» TASK OBJECTIVE
The expected answer holds every line from the first line of the data below through the line containing "Note: for every instance of the tedder rotor, put", exactly as written, and no other line.

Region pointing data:

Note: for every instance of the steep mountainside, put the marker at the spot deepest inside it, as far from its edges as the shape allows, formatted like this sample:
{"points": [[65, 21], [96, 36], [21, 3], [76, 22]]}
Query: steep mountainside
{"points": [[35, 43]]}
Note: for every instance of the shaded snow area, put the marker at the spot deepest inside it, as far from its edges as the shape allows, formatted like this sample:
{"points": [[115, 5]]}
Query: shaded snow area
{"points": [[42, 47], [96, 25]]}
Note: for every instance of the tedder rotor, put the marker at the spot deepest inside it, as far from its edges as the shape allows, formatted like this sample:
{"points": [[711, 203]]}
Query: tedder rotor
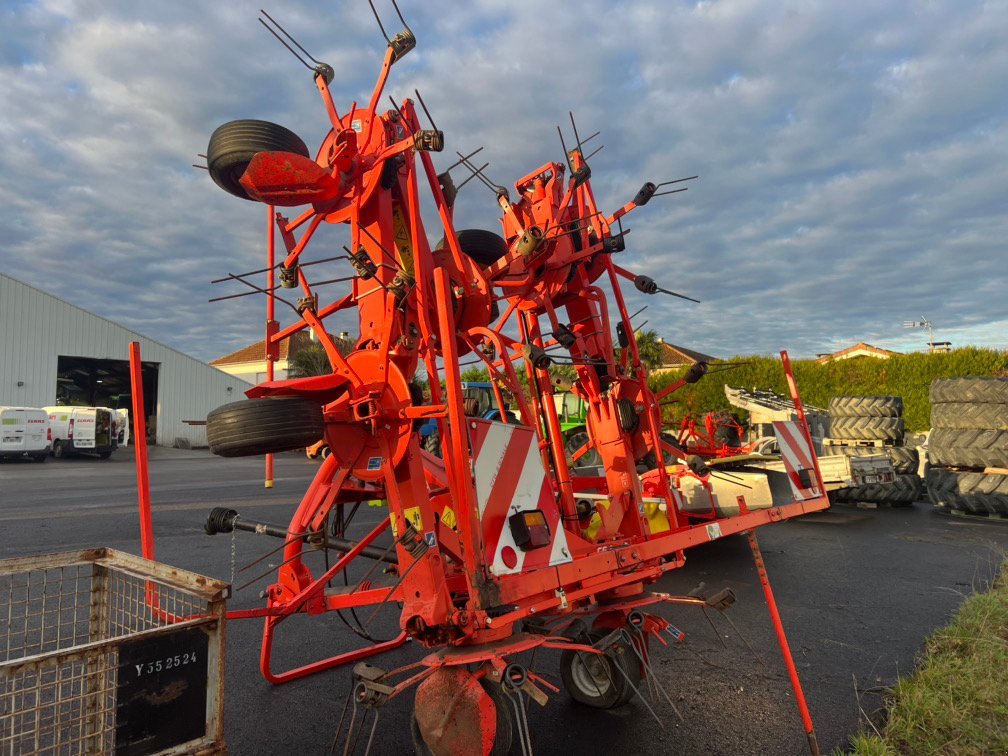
{"points": [[499, 546]]}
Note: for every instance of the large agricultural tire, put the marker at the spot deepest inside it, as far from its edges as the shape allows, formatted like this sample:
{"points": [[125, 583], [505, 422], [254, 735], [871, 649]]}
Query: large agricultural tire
{"points": [[962, 414], [867, 428], [903, 491], [483, 247], [234, 144], [260, 426], [866, 406], [601, 680], [978, 493], [905, 460], [966, 448], [504, 733], [986, 390]]}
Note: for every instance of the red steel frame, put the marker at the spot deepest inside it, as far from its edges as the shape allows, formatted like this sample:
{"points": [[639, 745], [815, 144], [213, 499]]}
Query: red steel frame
{"points": [[418, 305]]}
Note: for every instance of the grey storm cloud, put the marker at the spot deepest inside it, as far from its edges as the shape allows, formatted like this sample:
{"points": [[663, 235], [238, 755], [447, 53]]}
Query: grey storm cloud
{"points": [[851, 155]]}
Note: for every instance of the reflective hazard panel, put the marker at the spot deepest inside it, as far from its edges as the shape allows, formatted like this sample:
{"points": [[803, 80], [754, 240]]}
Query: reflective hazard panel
{"points": [[510, 479], [799, 461]]}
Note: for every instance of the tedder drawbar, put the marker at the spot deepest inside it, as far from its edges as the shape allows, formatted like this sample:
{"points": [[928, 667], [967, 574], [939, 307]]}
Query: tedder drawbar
{"points": [[501, 545]]}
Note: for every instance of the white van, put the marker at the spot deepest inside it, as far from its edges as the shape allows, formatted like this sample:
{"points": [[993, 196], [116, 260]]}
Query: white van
{"points": [[82, 430], [24, 431], [121, 421]]}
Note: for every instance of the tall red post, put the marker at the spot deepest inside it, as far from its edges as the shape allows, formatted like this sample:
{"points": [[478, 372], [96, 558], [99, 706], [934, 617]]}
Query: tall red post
{"points": [[785, 649], [140, 447], [269, 350]]}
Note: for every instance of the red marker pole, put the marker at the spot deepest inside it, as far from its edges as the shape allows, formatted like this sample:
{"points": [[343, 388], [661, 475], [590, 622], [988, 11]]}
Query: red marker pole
{"points": [[785, 649], [270, 324], [140, 451]]}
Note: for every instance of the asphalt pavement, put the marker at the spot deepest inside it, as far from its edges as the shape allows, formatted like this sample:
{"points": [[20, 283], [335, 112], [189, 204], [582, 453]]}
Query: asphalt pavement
{"points": [[858, 591]]}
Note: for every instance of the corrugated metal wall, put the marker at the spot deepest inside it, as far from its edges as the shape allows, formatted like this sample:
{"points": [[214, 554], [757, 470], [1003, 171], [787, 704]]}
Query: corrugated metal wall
{"points": [[36, 328]]}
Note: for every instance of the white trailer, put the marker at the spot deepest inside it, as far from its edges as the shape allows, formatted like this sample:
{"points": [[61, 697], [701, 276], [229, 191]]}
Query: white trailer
{"points": [[24, 431], [86, 430]]}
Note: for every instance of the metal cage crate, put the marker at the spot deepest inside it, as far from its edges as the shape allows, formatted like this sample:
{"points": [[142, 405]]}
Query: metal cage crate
{"points": [[104, 652]]}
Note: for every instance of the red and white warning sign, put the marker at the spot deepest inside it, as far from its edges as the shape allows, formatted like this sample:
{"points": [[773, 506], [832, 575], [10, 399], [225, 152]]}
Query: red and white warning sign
{"points": [[799, 461], [510, 479]]}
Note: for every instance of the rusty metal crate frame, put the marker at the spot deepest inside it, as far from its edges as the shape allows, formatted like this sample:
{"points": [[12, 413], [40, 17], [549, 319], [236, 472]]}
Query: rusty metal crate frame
{"points": [[64, 618]]}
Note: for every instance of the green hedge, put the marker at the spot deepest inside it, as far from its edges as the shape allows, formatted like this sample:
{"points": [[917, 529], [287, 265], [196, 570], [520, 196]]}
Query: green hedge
{"points": [[901, 375]]}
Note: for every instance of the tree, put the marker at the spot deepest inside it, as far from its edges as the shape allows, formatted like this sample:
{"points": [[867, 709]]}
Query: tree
{"points": [[649, 348], [309, 361]]}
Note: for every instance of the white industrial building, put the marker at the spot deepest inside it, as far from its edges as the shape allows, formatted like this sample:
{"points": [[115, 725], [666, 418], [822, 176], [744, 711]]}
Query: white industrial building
{"points": [[52, 352]]}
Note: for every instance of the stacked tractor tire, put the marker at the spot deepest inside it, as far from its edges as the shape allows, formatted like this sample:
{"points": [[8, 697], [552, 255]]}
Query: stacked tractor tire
{"points": [[968, 447], [870, 425]]}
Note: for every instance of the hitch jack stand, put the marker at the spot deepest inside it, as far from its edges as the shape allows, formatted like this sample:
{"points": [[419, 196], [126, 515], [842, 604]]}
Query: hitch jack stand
{"points": [[785, 650]]}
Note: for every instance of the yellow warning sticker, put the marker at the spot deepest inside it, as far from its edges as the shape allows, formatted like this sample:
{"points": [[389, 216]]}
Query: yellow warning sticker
{"points": [[413, 517], [403, 240]]}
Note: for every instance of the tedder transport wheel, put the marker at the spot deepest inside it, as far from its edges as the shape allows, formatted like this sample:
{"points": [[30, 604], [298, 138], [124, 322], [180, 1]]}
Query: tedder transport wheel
{"points": [[576, 438], [234, 144], [454, 718], [483, 247], [601, 680], [259, 426]]}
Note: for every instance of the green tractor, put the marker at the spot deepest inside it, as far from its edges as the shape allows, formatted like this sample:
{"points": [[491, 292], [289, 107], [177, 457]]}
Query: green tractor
{"points": [[573, 413]]}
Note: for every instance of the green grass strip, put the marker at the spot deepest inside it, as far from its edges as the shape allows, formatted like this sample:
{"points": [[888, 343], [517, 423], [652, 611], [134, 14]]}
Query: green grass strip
{"points": [[957, 701]]}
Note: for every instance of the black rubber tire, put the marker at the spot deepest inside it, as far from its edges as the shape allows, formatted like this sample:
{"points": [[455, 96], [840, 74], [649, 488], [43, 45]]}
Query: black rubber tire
{"points": [[867, 428], [987, 390], [431, 444], [958, 448], [905, 460], [903, 491], [505, 724], [576, 438], [611, 687], [978, 493], [483, 247], [866, 406], [233, 144], [259, 426], [962, 414]]}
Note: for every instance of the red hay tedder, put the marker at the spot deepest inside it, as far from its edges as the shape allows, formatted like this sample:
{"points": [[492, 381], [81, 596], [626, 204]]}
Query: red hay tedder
{"points": [[500, 546]]}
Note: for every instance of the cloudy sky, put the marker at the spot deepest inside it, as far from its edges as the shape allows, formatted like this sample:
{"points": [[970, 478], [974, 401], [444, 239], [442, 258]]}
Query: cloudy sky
{"points": [[853, 156]]}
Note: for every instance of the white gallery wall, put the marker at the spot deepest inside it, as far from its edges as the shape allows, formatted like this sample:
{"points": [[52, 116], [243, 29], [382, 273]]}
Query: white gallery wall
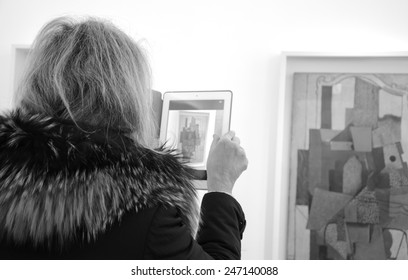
{"points": [[226, 44]]}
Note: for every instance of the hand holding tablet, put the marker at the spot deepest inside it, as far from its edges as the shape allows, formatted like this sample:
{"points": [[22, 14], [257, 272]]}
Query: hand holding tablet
{"points": [[226, 162]]}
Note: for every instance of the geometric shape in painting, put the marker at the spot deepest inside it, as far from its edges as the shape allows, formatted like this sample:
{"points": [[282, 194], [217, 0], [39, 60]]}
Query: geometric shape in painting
{"points": [[341, 146], [302, 239], [368, 211], [302, 192], [350, 212], [325, 205], [397, 245], [375, 250], [343, 136], [359, 100], [365, 111], [392, 155], [352, 176], [398, 208], [389, 104], [331, 238], [326, 107], [358, 232], [378, 156], [388, 131], [362, 138]]}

» RESPONSE TO THE EXERCISE
Note: for every instance of the steep mountainside, put the marker at the spot deepest inside it, as far from its edges as the shape allows, formatted like this sample:
{"points": [[65, 21], [96, 36], [21, 3], [76, 22]]}
Query: steep mountainside
{"points": [[35, 43]]}
Note: for every instance of the shaded snow area, put the marker at the spot deepest inside it, as far from its edges as the shape allows, formatted like this sample:
{"points": [[115, 5]]}
Query: shaded snow area
{"points": [[42, 47], [96, 25]]}
Note: for every instance of the tedder rotor, put the marker at the spot deepest inside it, as far from its edges as the shape allows, formatted like this sample:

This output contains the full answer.